Problem to solve.
Starting at the line that contains "pixel 144 464." and continuing through the end of the data, output those lines again with "innermost" replaced by "central" and everything else unchanged.

Data lines.

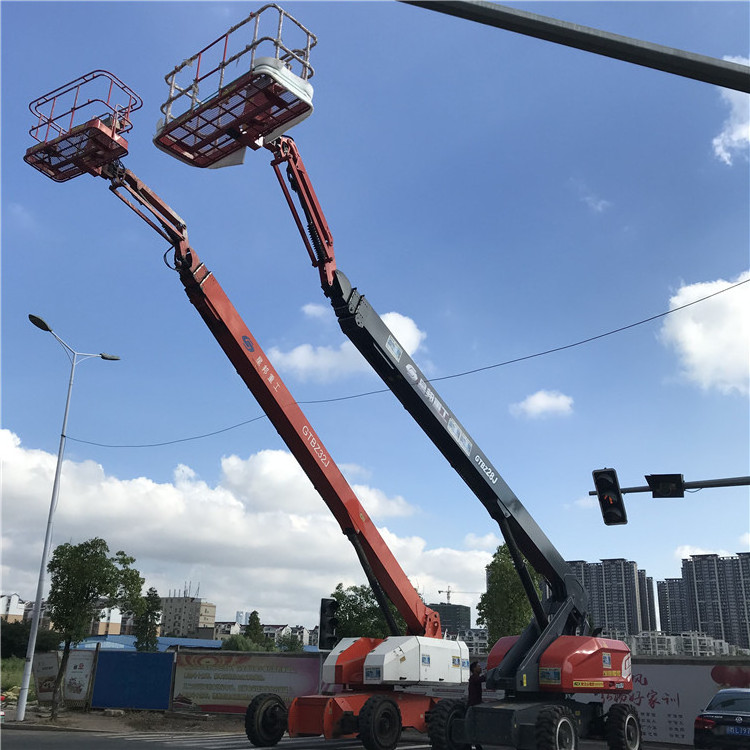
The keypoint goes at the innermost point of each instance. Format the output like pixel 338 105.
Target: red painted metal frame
pixel 239 113
pixel 78 133
pixel 247 109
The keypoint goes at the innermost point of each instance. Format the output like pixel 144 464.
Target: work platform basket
pixel 209 118
pixel 79 126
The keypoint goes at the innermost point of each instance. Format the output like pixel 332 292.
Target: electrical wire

Exercise result.
The keypoint goes at the central point of each instance. Format the output like pixel 144 464.
Target: work platform basket
pixel 209 118
pixel 79 126
The keypoint goes at the central point of each instance. Format the output like pixel 332 292.
Target: electrical wire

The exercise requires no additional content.